■ Your goal ■
The lines to repeat are those below from the one containing "Task: If you could identify the white pickup" down to the one containing "point(189, 122)", both included; reproduce them exactly and nothing else.

■ Data listing ■

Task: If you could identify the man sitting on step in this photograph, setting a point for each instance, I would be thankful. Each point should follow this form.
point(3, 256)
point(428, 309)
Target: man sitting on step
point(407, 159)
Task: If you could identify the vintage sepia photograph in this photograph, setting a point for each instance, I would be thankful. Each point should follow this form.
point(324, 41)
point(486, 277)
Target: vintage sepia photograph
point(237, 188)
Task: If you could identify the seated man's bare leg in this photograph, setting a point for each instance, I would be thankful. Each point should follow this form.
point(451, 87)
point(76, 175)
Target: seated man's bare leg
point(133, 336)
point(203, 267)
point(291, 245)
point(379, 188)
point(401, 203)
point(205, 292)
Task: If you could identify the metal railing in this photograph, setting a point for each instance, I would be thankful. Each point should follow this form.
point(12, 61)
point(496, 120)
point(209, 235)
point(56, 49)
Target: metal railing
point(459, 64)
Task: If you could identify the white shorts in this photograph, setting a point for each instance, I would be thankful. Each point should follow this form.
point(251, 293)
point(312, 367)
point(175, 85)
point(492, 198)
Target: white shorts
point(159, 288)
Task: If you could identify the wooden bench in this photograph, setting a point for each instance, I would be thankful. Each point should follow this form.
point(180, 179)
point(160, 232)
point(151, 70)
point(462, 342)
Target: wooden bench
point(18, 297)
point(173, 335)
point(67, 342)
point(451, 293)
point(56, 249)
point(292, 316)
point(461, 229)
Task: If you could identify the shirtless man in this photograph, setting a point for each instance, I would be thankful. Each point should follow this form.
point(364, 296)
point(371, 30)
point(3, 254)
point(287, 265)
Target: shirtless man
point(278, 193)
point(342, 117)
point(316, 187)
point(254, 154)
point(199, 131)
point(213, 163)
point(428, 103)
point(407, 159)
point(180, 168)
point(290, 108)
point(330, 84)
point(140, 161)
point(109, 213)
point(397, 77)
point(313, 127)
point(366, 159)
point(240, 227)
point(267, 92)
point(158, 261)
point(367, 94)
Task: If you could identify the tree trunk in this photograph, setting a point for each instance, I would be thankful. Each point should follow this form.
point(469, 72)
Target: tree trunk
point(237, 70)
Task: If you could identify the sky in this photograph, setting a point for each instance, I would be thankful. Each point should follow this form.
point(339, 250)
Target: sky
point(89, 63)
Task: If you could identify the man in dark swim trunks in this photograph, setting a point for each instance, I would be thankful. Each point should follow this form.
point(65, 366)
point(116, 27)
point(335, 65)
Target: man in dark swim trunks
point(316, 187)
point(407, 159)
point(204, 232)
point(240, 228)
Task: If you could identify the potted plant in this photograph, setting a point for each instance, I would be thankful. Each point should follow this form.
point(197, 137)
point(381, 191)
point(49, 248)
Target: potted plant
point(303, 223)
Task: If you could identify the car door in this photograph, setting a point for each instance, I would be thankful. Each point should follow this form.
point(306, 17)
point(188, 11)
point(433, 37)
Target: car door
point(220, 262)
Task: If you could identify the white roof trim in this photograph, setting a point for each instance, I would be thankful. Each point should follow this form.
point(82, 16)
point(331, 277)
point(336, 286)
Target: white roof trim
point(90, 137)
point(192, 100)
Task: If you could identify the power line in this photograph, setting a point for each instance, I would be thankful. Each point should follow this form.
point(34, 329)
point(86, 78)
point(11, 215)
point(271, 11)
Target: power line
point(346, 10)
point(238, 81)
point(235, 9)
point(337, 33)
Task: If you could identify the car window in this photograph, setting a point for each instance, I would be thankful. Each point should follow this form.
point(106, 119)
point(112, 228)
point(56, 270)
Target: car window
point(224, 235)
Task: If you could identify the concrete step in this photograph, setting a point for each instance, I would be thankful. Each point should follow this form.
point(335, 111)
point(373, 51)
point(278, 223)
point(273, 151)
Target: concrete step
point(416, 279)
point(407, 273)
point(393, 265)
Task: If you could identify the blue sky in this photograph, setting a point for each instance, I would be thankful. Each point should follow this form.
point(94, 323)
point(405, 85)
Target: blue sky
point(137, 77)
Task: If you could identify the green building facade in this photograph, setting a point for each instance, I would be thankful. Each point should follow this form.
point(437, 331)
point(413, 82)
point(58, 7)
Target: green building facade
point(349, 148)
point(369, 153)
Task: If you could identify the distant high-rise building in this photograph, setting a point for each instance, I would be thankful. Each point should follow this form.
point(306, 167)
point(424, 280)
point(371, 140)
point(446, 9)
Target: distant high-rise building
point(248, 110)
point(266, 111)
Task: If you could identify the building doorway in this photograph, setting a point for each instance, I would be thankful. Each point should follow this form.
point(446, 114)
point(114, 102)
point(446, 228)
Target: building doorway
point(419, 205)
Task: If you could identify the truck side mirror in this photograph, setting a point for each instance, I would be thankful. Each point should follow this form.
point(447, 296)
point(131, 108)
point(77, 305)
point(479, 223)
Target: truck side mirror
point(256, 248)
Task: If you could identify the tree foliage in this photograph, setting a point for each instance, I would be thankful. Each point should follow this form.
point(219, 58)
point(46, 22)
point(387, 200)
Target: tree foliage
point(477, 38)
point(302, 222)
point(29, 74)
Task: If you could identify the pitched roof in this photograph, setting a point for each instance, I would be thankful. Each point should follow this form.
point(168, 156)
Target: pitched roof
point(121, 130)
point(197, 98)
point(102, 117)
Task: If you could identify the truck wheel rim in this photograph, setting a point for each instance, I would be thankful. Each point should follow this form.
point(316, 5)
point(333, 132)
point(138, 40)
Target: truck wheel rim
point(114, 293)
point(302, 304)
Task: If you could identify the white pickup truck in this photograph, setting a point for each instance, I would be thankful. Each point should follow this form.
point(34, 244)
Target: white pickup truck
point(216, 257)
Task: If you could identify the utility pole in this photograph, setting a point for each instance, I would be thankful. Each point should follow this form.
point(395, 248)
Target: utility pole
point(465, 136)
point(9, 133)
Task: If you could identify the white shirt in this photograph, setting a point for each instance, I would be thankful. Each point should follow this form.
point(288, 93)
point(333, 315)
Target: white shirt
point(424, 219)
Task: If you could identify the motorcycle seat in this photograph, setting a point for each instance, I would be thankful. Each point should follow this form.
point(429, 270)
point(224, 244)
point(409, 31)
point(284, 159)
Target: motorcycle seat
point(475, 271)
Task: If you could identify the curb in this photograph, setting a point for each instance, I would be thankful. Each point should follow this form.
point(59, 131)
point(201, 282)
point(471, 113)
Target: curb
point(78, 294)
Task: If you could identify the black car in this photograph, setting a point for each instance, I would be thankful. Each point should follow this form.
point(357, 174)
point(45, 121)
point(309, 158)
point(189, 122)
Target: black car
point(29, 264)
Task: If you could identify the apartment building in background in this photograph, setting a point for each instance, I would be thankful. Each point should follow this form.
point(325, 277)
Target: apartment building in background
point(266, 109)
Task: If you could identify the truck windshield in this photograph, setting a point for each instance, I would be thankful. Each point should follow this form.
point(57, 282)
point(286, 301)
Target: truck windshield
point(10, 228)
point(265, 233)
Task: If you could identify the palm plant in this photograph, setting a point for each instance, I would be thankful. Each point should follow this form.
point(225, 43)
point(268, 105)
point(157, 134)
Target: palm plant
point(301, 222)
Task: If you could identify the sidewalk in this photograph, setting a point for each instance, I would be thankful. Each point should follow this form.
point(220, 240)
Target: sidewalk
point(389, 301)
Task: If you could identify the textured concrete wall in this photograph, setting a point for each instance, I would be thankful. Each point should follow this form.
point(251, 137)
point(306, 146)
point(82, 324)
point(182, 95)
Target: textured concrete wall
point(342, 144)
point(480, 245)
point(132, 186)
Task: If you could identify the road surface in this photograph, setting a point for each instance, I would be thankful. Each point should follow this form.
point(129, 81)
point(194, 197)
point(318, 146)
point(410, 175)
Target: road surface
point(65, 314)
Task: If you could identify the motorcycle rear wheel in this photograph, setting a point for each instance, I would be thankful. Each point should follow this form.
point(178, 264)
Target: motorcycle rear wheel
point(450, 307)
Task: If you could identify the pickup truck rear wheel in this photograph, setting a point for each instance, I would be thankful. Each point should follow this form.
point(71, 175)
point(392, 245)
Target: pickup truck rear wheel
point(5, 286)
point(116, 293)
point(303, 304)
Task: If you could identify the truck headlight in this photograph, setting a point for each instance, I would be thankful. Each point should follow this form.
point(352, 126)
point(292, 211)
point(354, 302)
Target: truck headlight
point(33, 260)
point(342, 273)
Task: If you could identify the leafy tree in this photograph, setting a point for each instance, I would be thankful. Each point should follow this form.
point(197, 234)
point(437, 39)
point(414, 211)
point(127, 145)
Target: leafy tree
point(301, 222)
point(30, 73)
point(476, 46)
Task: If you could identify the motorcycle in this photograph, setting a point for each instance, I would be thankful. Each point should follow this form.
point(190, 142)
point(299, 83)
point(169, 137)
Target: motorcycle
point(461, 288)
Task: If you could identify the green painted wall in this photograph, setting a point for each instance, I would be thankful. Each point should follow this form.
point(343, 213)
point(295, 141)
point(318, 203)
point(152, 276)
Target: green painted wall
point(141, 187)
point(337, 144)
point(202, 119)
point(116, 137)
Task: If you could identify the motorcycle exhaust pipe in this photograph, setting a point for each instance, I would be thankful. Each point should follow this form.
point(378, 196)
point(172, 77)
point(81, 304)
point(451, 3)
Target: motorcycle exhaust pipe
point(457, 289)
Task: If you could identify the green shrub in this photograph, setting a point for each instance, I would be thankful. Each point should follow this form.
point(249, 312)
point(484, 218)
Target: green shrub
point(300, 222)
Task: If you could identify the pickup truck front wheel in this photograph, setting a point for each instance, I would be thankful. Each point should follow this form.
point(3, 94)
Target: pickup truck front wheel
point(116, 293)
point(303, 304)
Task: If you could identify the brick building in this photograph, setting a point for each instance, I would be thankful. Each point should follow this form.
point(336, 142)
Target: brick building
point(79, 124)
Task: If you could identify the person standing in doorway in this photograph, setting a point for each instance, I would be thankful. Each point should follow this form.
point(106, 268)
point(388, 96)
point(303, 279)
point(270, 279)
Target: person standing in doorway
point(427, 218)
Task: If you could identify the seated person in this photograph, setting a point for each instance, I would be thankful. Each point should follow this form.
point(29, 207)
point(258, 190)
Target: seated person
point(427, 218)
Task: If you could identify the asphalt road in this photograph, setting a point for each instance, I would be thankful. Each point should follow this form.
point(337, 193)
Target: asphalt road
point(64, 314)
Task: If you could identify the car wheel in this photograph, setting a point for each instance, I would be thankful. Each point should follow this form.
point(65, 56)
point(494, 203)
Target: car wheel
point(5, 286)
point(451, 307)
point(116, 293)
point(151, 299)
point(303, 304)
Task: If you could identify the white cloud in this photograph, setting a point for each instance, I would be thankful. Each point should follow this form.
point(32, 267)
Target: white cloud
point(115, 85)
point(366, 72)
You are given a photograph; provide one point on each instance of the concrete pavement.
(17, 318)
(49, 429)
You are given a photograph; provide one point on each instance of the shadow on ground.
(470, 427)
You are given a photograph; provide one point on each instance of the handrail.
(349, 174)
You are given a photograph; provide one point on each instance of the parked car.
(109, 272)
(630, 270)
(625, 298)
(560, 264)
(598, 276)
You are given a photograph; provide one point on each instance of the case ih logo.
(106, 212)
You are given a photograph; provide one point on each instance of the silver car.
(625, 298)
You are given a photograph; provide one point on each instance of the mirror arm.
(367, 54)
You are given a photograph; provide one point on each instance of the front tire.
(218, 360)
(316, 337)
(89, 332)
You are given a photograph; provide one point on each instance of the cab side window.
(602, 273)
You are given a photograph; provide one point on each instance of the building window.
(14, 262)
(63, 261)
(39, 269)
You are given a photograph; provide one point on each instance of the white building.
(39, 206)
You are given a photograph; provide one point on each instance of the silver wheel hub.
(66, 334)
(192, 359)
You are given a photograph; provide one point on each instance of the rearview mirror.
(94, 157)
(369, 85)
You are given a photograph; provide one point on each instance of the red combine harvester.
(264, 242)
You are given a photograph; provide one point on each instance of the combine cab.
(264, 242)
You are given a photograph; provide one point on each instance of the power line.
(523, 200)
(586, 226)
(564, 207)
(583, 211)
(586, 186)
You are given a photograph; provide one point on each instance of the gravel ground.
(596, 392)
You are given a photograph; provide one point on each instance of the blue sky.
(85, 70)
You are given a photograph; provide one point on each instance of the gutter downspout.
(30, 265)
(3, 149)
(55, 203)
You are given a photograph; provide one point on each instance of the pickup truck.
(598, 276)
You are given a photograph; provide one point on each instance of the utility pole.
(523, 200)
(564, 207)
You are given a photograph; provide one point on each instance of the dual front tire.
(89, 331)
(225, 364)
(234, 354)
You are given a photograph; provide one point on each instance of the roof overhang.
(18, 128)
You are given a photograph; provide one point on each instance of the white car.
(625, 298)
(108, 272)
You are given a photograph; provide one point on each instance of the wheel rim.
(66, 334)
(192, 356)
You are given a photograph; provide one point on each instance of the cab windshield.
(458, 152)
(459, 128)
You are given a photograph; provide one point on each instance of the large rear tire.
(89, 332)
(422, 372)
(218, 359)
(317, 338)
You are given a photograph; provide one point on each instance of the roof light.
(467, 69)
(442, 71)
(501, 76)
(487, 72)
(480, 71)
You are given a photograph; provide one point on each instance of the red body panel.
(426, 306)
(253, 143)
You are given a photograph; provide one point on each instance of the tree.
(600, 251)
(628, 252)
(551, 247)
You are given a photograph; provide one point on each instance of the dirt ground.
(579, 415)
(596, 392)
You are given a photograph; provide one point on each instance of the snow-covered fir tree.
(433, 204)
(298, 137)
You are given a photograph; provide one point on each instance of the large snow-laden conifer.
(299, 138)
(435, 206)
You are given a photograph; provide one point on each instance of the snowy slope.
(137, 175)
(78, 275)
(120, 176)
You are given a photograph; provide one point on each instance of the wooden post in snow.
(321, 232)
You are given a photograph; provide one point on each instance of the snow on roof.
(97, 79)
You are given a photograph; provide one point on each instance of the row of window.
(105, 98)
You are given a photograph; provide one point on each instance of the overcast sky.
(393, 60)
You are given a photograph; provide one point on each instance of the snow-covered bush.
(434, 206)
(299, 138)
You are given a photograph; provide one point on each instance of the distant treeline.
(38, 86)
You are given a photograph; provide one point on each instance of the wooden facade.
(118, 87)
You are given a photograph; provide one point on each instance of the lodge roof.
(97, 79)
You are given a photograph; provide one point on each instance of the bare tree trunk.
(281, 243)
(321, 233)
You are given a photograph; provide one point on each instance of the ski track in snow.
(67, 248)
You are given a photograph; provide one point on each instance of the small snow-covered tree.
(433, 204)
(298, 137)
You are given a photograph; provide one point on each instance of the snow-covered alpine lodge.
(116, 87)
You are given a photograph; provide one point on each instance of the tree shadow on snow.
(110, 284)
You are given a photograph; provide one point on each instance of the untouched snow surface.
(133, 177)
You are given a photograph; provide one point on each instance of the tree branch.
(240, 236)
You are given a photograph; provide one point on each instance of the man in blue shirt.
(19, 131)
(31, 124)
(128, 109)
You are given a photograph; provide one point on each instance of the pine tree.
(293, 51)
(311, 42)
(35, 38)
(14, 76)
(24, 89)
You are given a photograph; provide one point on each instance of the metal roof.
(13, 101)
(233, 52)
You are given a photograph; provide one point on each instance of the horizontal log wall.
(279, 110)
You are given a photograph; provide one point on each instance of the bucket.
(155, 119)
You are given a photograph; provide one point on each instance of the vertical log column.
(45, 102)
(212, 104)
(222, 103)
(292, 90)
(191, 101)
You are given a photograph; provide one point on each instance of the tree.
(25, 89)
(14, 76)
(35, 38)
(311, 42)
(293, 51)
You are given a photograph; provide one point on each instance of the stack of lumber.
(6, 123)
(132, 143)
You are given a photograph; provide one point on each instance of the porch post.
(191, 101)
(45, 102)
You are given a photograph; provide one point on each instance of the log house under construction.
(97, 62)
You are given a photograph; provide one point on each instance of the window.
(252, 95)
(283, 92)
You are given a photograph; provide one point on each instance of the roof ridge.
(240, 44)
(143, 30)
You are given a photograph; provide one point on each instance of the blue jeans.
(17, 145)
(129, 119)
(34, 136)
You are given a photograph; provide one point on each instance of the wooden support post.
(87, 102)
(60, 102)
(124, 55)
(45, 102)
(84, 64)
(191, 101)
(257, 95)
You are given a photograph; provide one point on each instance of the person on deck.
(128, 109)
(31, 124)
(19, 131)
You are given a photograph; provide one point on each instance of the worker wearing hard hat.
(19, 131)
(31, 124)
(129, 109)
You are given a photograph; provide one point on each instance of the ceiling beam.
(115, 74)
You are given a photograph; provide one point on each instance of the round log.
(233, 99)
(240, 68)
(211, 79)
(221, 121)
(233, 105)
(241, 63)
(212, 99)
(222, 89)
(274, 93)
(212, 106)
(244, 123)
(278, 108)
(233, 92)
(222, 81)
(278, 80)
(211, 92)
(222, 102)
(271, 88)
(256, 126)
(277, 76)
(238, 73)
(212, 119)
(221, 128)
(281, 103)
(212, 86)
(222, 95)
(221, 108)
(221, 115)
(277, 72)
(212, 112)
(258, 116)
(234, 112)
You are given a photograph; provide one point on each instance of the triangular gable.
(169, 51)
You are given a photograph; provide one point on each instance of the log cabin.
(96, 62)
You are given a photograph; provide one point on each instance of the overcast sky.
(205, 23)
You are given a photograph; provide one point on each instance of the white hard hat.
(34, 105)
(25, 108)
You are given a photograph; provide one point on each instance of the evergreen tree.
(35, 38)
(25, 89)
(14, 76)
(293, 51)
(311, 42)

■ Response box ■
Task: If you could identify the white pickup truck in this photograph, setting a point for each instance, I would be thankful. Each point should follow this form.
point(34, 244)
Target: white pickup truck
point(216, 257)
Task: If you could identify the utility pole in this photograph, setting a point for each instance, I would be thankful. Each point should follow this form.
point(395, 248)
Target: utility pole
point(465, 136)
point(9, 133)
Task: If you could identify the white shirt in this photograph, setting a point for each instance, I would be thankful. Each point should follow this form.
point(288, 93)
point(333, 315)
Target: white shirt
point(424, 219)
Task: If you could identify the motorcycle seat in this photograph, setting a point for each instance, I would be thankful. Each point should follow this form.
point(429, 270)
point(224, 244)
point(409, 31)
point(284, 159)
Target: motorcycle seat
point(475, 271)
Task: If you could identify the curb in this photograph, setting a point for each instance, I would be thankful. Each point should follow this form.
point(59, 131)
point(201, 282)
point(471, 113)
Target: curb
point(78, 294)
Task: If you could identify the black car in this photograph, setting a point for each instance, I would be thankful. Each point should follow this form.
point(357, 174)
point(45, 121)
point(309, 158)
point(189, 122)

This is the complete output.